(Dataset rows)
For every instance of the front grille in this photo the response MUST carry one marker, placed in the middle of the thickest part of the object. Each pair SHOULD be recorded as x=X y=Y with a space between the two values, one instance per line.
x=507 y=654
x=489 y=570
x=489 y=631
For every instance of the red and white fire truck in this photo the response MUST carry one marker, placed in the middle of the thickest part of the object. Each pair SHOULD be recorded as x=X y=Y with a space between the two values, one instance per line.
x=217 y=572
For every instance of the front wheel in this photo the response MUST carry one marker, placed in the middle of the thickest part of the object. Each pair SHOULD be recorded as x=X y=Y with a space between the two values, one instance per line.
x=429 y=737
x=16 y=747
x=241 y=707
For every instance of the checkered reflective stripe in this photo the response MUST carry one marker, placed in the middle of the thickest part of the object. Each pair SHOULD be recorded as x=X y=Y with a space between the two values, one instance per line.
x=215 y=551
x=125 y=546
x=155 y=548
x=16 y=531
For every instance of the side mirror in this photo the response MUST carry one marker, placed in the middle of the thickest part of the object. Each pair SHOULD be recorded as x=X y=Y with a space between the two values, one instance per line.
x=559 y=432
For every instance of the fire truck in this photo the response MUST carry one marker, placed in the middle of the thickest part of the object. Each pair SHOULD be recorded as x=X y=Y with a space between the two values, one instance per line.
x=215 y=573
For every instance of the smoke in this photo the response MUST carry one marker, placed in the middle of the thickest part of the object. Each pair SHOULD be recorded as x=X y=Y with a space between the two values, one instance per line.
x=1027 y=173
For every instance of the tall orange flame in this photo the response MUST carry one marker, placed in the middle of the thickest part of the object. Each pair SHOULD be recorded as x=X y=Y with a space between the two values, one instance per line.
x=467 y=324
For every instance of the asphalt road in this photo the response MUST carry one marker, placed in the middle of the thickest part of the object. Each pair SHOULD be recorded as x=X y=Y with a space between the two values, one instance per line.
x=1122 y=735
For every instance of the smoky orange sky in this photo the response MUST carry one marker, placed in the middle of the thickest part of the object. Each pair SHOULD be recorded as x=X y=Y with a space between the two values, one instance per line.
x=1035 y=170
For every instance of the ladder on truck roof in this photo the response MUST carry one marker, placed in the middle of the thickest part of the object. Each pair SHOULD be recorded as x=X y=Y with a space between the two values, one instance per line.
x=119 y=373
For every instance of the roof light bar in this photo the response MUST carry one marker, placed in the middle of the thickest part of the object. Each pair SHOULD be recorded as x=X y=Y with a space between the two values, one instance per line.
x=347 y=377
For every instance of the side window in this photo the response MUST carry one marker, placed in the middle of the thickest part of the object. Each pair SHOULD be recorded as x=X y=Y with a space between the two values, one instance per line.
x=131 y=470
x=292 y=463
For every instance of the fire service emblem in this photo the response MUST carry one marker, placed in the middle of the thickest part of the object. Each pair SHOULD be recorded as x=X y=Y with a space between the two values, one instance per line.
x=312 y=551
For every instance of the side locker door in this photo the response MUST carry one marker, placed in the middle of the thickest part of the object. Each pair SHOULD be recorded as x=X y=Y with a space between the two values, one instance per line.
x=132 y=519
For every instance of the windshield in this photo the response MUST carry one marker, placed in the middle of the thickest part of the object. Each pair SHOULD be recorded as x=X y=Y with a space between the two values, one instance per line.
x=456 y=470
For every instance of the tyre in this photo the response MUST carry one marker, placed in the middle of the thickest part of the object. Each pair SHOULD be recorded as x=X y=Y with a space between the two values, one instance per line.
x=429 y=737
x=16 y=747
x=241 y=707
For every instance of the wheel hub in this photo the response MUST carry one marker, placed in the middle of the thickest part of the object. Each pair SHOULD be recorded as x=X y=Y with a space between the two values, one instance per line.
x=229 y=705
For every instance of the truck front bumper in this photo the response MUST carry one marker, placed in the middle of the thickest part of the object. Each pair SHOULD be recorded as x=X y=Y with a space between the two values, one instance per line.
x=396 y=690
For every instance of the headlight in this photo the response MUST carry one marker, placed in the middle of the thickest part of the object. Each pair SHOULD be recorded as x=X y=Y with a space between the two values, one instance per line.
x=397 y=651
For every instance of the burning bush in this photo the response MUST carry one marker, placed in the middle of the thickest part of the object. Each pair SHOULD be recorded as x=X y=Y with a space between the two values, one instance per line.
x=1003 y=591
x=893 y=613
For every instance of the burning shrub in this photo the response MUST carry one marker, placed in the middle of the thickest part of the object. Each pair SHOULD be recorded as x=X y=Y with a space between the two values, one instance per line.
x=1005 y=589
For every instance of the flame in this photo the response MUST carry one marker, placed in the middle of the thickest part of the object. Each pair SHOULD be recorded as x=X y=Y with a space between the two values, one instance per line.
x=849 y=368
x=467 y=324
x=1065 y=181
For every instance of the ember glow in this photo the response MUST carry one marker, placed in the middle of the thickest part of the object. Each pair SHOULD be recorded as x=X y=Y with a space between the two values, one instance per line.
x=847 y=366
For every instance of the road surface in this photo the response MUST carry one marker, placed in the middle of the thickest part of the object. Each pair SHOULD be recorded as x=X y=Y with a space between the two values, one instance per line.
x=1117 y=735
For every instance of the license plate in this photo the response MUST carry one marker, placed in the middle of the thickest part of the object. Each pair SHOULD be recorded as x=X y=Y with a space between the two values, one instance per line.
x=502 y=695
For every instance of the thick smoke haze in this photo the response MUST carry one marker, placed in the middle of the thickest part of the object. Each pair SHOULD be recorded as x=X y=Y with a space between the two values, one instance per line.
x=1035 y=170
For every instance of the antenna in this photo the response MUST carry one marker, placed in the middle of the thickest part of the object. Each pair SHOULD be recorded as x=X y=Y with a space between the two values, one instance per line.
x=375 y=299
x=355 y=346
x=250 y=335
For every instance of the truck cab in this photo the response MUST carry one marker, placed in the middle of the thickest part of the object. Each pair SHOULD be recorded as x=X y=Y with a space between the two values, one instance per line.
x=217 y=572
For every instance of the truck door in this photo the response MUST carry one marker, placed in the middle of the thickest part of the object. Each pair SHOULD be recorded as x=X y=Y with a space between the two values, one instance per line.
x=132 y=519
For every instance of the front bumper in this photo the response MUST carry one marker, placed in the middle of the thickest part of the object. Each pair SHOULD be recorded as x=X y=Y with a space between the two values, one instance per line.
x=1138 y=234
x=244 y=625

Work to complete – Repeat the stretch of the material from the line containing "For every instance of the windshield" through the line containing "x=456 y=470", changing "windshield" to "windscreen" and leaving everything else as it is.

Exercise response –
For every instance of the windscreen in this photo the response MUST carry one marker, placed in the middle of the thickest part of the object. Each pair SHOULD be recorded as x=X y=Y with a space between the two values, one instance per line.
x=456 y=470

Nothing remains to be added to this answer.